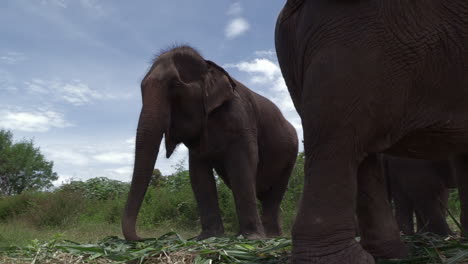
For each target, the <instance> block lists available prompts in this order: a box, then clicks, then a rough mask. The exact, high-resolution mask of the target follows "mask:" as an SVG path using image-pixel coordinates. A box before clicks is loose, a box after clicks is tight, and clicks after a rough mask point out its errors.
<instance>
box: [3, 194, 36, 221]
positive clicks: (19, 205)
mask: <svg viewBox="0 0 468 264" xmlns="http://www.w3.org/2000/svg"><path fill="white" fill-rule="evenodd" d="M37 196H38V195H37V194H35V193H29V192H24V193H22V194H20V195H14V196H5V197H0V220H1V221H5V220H8V219H11V218H14V217H16V216H18V215H20V214H22V213H24V212H26V211H27V210H28V209H29V208H30V207H31V205H32V202H33V200H35V197H37Z"/></svg>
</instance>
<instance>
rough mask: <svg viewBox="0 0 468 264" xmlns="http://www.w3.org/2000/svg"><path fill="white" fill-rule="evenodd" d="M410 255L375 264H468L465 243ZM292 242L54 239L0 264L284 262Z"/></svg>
mask: <svg viewBox="0 0 468 264" xmlns="http://www.w3.org/2000/svg"><path fill="white" fill-rule="evenodd" d="M403 239H404V240H405V242H406V243H407V244H408V245H409V246H410V250H411V257H409V258H407V259H405V260H381V261H379V262H378V263H379V264H392V263H405V264H410V263H411V264H413V263H414V264H416V263H417V264H419V263H421V264H422V263H425V264H429V263H444V264H455V263H468V240H463V239H460V238H454V237H447V238H440V237H436V236H433V235H429V234H420V235H416V236H405V237H404V238H403ZM290 250H291V240H290V239H286V238H275V239H265V240H246V239H243V238H242V237H230V238H210V239H206V240H203V241H196V240H186V239H184V238H182V237H181V236H179V235H178V234H176V233H174V232H170V233H167V234H165V235H163V236H161V237H160V238H157V239H147V240H145V241H142V242H127V241H125V240H122V239H120V238H118V237H107V238H105V239H103V240H102V241H100V242H99V243H96V244H79V243H75V242H72V241H66V240H60V239H54V240H52V241H49V242H43V243H41V242H39V241H37V240H34V241H32V243H31V244H30V245H28V246H26V247H22V248H20V247H6V248H0V263H20V264H22V263H32V264H36V263H37V264H39V263H96V264H107V263H132V264H133V263H135V264H137V263H146V264H151V263H172V264H176V263H177V264H183V263H195V264H211V263H271V264H273V263H275V264H276V263H287V262H288V259H289V256H290Z"/></svg>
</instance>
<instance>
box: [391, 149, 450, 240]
mask: <svg viewBox="0 0 468 264" xmlns="http://www.w3.org/2000/svg"><path fill="white" fill-rule="evenodd" d="M385 174H386V176H387V181H388V183H389V188H390V197H391V199H392V200H393V204H394V207H395V209H394V211H395V217H396V220H397V223H398V226H399V227H400V230H401V231H402V232H403V233H405V234H407V235H411V234H414V221H413V219H414V216H413V214H416V220H417V221H416V222H417V231H418V232H431V233H435V234H438V235H441V236H446V235H449V234H451V233H452V232H451V230H450V228H449V226H448V224H447V221H446V215H447V214H446V212H447V204H448V196H449V188H456V178H455V171H454V169H453V166H452V163H451V162H450V161H449V160H434V161H432V160H421V159H408V158H400V157H392V156H386V157H385Z"/></svg>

• Problem: Transcribe the opening line of the listing above, please, and every line after it through the line with "box: [3, 194, 36, 221]", word for word, without pictures.

• Response to the task:
For each target, the <instance> block lists available prompts in this order: a box, then clicks, then a rough mask. The exact, high-resolution mask of the target follows "mask:" as an SVG path using image-pixel coordinates. A box before clicks is loose, a box after clicks is tight, and clicks after a rough mask point out its errors.
<instance>
box: [3, 194, 36, 221]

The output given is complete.